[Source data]
■ ■ ■ ■ ■ ■ ■
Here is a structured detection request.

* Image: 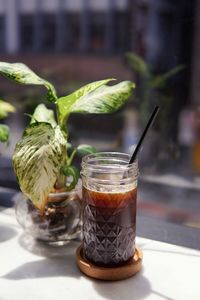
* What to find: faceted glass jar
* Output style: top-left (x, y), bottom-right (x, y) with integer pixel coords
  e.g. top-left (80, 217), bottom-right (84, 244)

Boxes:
top-left (81, 152), bottom-right (138, 266)
top-left (15, 184), bottom-right (81, 245)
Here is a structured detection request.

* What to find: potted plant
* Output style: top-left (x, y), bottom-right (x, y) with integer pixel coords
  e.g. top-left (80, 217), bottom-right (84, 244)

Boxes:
top-left (0, 62), bottom-right (134, 243)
■ ■ ■ ■ ■ ■ ■
### What to produce
Return all the text lines in the material above, copied exactly, and leave out the pictures.

### Output of the exercise
Here is a structured detection request.

* Image: 
* What to find: faceted glass jar
* Output style: top-left (x, y), bottom-right (x, y) with integer pixel coords
  e.g. top-left (80, 217), bottom-right (84, 244)

Boxes:
top-left (81, 152), bottom-right (138, 266)
top-left (15, 184), bottom-right (81, 245)
Here is a structured detection request.

* What to find: potted plant
* Output style: top-left (x, y), bottom-right (x, y) with integer pixel coords
  e.g. top-left (80, 217), bottom-right (84, 244)

Boxes:
top-left (0, 62), bottom-right (134, 243)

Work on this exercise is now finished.